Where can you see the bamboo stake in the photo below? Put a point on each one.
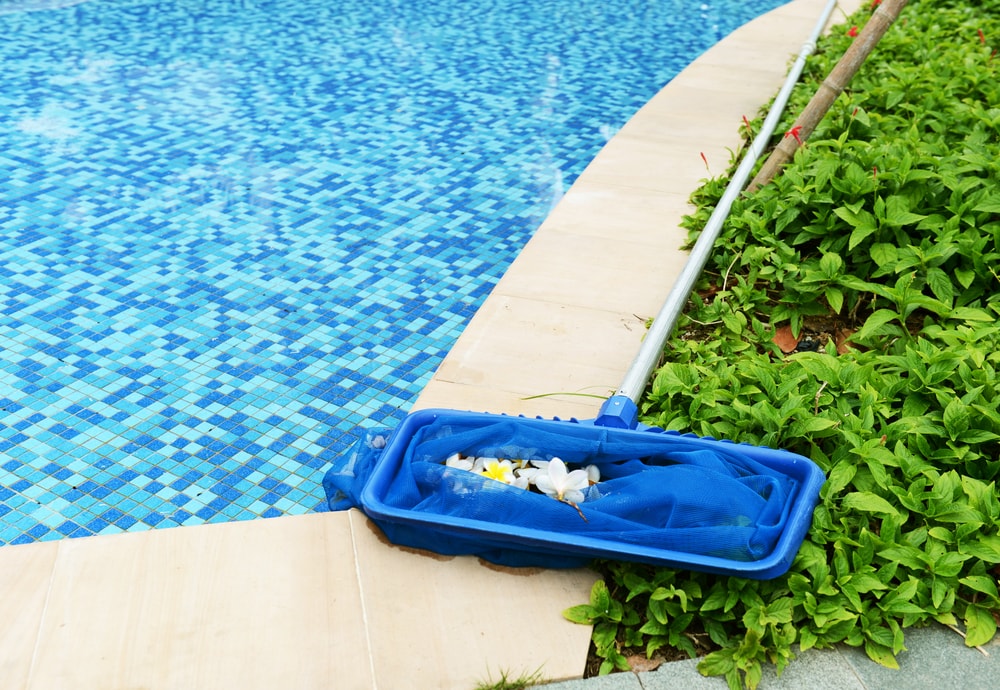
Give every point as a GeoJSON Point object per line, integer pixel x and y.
{"type": "Point", "coordinates": [838, 79]}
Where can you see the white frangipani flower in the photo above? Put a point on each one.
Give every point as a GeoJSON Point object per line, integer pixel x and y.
{"type": "Point", "coordinates": [561, 484]}
{"type": "Point", "coordinates": [458, 462]}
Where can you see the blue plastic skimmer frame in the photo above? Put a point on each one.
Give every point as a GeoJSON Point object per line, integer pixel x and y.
{"type": "Point", "coordinates": [664, 498]}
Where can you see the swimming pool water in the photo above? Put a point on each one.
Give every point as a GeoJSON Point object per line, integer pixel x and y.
{"type": "Point", "coordinates": [234, 231]}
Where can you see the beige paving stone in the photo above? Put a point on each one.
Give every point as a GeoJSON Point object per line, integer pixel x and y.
{"type": "Point", "coordinates": [537, 347]}
{"type": "Point", "coordinates": [453, 622]}
{"type": "Point", "coordinates": [593, 272]}
{"type": "Point", "coordinates": [25, 574]}
{"type": "Point", "coordinates": [615, 212]}
{"type": "Point", "coordinates": [261, 604]}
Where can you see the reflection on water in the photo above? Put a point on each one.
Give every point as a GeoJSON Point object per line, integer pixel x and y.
{"type": "Point", "coordinates": [232, 232]}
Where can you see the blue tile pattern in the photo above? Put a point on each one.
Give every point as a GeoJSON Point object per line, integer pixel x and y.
{"type": "Point", "coordinates": [234, 231]}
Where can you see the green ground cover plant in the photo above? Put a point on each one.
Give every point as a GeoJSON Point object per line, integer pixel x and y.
{"type": "Point", "coordinates": [878, 250]}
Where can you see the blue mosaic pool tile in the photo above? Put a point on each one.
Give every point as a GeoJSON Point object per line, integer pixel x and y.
{"type": "Point", "coordinates": [232, 234]}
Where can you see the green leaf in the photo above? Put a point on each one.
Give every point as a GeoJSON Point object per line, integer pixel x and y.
{"type": "Point", "coordinates": [983, 585]}
{"type": "Point", "coordinates": [881, 654]}
{"type": "Point", "coordinates": [874, 323]}
{"type": "Point", "coordinates": [989, 205]}
{"type": "Point", "coordinates": [941, 285]}
{"type": "Point", "coordinates": [835, 298]}
{"type": "Point", "coordinates": [956, 418]}
{"type": "Point", "coordinates": [980, 626]}
{"type": "Point", "coordinates": [717, 663]}
{"type": "Point", "coordinates": [870, 503]}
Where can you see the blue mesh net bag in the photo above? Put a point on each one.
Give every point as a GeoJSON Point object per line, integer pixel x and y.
{"type": "Point", "coordinates": [656, 490]}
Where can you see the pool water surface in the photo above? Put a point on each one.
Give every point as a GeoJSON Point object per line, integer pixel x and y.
{"type": "Point", "coordinates": [233, 232]}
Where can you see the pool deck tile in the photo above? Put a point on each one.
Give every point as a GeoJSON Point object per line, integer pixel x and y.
{"type": "Point", "coordinates": [25, 574]}
{"type": "Point", "coordinates": [319, 600]}
{"type": "Point", "coordinates": [268, 603]}
{"type": "Point", "coordinates": [445, 622]}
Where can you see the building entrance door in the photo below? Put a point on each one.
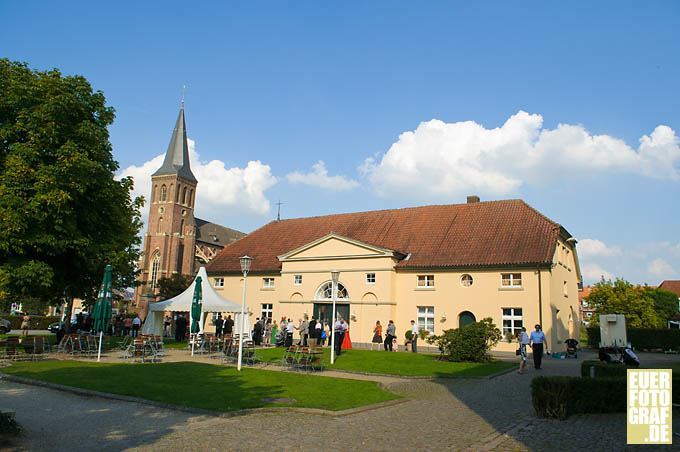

REQUIRED TASK:
Rewrite every line of the listing above as a numbered list. Skip blank lines and leave the pictures out.

FINISHED EXERCISE:
1. Where can you see the bamboo stake in the photo below? Put a point on each one.
2. Give every point as a GeoJSON Point object per line, integer pixel x and y.
3. {"type": "Point", "coordinates": [838, 79]}
4. Where can you see the white frangipani flower in the photo above? Put a point on each one.
5. Give every point as a GeoJSON Point object per line, integer pixel x and y.
6. {"type": "Point", "coordinates": [561, 484]}
7. {"type": "Point", "coordinates": [458, 462]}
8. Where can you see the blue plastic skimmer frame in the photo above? Put a point on each one.
9. Give every point as a GeoJSON Point object per line, integer pixel x and y.
10. {"type": "Point", "coordinates": [664, 498]}
11. Where can you see the swimming pool water in the photo above? Put a point on each one.
12. Give every point as a GeoJSON Point object per line, integer pixel x and y.
13. {"type": "Point", "coordinates": [234, 231]}
14. Where can you see the beige paving stone in the photo above? Put a point on each one.
15. Give every point as a GeoJSON Point object per line, integer pixel x and y.
16. {"type": "Point", "coordinates": [537, 347]}
17. {"type": "Point", "coordinates": [453, 622]}
18. {"type": "Point", "coordinates": [593, 272]}
19. {"type": "Point", "coordinates": [25, 574]}
20. {"type": "Point", "coordinates": [615, 212]}
21. {"type": "Point", "coordinates": [261, 604]}
22. Where can you see the reflection on water in the photo above? Put a point on each one.
23. Give every point as a GeoJSON Point object per line, integer pixel x and y.
24. {"type": "Point", "coordinates": [232, 232]}
25. Where can you see the blue tile pattern in the photo above? Put a point on each one.
26. Give every point as a GeoJSON Point object per line, integer pixel x and y.
27. {"type": "Point", "coordinates": [234, 231]}
28. Where can you see the green ground cover plant in the photo above? Put a point on each one.
29. Give every point as a GeoJSON Point object per line, integer pixel x and y.
30. {"type": "Point", "coordinates": [878, 250]}
31. Where can you see the blue mosaic pool tile in the photo above? Put a point on each one.
32. Give every point as a GeoJSON Point object per line, integer pixel x and y.
33. {"type": "Point", "coordinates": [232, 234]}
34. Where can you see the green leaf in the photo above? Put a point on each one.
35. Give every point as a GeoJSON Point object per line, integer pixel x and y.
36. {"type": "Point", "coordinates": [983, 585]}
37. {"type": "Point", "coordinates": [881, 654]}
38. {"type": "Point", "coordinates": [874, 323]}
39. {"type": "Point", "coordinates": [989, 205]}
40. {"type": "Point", "coordinates": [941, 285]}
41. {"type": "Point", "coordinates": [835, 298]}
42. {"type": "Point", "coordinates": [956, 418]}
43. {"type": "Point", "coordinates": [980, 626]}
44. {"type": "Point", "coordinates": [717, 663]}
45. {"type": "Point", "coordinates": [870, 503]}
46. Where can you see the blue mesh net bag in the photo above? Put a point on each one.
47. Give every point as a GeoJSON Point object per line, integer pixel x and y.
48. {"type": "Point", "coordinates": [656, 490]}
49. Where can you see the pool water surface in the photo above? Put a point on each one.
50. Give every point as a GeoJSON Point object per line, integer pixel x and y.
51. {"type": "Point", "coordinates": [233, 232]}
52. Where can you see the pool deck tile in the photo above? Put a point on each one.
53. Give every point as a GeoJSON Point object per line, integer pixel x and y.
54. {"type": "Point", "coordinates": [25, 574]}
55. {"type": "Point", "coordinates": [319, 600]}
56. {"type": "Point", "coordinates": [268, 603]}
57. {"type": "Point", "coordinates": [445, 622]}
58. Where can you see the building entrance door in the photo below? Put a point on each one.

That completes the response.